WORK REQUEST -
Only the lines with "bird" in them need to be copied from the listing.

EXTRACTED DATA -
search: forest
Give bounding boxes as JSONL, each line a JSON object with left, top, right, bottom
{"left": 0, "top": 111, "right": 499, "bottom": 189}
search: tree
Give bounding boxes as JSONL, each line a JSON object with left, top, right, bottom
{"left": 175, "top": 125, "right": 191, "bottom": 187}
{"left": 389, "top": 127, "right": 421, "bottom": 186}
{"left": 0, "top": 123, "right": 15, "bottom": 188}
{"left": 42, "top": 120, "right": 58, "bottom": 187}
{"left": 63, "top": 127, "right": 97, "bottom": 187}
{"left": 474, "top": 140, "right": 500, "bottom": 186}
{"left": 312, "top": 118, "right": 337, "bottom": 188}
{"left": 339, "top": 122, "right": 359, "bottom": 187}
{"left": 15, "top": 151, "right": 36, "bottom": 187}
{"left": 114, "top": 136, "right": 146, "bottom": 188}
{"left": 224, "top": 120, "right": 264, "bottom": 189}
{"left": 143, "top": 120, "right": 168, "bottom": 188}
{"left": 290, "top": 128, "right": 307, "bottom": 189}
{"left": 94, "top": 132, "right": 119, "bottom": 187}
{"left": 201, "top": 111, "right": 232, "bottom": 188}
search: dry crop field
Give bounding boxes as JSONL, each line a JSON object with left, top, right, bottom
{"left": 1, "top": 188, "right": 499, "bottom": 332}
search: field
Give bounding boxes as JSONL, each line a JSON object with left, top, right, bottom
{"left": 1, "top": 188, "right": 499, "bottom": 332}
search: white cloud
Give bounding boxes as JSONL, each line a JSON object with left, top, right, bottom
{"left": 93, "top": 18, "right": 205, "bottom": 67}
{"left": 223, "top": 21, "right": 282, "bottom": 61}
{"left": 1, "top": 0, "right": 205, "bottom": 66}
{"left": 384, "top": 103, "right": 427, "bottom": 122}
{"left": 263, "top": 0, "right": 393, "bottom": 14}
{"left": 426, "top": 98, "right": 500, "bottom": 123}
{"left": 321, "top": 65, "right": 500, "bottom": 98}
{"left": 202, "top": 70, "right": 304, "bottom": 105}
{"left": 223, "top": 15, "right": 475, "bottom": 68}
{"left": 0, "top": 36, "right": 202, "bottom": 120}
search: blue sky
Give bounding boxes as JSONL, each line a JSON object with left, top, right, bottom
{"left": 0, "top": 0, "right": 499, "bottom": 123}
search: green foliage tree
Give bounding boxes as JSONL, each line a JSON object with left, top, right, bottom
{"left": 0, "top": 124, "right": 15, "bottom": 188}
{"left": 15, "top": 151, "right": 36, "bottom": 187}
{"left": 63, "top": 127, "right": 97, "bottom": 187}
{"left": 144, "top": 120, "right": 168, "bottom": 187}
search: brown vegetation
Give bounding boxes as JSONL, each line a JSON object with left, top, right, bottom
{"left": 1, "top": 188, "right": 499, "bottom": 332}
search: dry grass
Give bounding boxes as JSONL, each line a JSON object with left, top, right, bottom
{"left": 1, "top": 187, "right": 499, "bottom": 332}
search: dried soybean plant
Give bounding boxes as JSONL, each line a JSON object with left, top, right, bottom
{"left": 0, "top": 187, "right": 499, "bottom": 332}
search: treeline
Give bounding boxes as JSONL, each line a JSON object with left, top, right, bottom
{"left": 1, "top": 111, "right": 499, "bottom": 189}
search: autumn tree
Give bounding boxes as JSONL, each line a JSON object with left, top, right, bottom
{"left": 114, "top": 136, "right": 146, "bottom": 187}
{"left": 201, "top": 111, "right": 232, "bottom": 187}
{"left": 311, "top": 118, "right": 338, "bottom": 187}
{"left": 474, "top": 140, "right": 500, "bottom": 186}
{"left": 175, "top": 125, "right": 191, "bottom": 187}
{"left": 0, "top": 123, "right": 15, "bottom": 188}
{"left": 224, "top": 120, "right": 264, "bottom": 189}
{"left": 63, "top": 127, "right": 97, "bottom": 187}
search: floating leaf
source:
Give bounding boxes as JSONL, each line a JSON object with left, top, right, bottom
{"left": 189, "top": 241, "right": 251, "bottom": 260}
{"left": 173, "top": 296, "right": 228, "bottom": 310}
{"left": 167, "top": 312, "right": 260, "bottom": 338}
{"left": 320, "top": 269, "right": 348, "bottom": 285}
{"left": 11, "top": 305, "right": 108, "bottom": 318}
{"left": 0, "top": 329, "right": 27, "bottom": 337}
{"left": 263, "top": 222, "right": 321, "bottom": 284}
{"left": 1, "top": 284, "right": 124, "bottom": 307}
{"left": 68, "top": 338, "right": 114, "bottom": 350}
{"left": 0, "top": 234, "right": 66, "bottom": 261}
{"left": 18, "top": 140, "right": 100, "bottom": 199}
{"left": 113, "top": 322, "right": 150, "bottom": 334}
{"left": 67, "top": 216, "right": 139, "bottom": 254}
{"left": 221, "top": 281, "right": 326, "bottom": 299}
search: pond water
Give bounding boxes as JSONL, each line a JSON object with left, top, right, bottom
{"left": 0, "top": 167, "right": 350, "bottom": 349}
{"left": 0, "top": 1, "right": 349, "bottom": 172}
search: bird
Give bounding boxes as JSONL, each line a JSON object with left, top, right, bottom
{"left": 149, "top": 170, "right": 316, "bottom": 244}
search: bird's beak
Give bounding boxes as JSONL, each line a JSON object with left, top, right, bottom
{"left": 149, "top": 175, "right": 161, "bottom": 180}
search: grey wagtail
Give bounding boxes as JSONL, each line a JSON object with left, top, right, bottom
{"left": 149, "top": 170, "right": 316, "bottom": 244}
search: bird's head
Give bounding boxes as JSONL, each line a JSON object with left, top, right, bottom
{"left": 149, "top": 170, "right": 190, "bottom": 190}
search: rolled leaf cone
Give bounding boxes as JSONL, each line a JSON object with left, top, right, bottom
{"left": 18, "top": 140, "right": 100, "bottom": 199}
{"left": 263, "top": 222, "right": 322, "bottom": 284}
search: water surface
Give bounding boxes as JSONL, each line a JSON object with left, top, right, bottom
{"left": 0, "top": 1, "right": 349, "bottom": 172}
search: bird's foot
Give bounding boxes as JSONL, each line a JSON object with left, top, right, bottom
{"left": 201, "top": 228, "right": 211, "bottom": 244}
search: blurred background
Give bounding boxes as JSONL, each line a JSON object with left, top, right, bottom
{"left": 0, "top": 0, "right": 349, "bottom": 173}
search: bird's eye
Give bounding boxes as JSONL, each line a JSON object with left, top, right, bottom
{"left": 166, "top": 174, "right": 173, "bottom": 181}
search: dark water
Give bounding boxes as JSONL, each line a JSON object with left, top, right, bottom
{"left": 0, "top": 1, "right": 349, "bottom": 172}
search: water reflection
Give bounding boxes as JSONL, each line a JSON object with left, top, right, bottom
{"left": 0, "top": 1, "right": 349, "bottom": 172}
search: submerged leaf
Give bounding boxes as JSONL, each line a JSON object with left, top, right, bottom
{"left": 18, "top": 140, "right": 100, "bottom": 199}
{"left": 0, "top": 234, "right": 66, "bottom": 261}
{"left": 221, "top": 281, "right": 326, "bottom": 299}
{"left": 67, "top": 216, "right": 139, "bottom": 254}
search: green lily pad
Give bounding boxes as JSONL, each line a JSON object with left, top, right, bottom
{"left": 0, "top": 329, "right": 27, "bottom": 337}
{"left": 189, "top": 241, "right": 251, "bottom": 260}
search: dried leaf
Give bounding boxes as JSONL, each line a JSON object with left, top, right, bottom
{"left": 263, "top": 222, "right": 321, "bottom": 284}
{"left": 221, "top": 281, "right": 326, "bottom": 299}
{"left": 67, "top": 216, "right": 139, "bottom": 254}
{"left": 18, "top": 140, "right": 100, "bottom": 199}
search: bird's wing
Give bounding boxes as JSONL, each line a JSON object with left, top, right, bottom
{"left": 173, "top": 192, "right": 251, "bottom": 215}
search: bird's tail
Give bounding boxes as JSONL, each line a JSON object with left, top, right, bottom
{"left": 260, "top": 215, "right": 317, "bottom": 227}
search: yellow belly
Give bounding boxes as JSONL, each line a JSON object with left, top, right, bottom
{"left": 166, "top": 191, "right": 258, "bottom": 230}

ANSWER TO THE PROBLEM -
search: bird
search: bird's beak
search: bird's head
search: bird's foot
search: bird's eye
search: bird's wing
search: bird's tail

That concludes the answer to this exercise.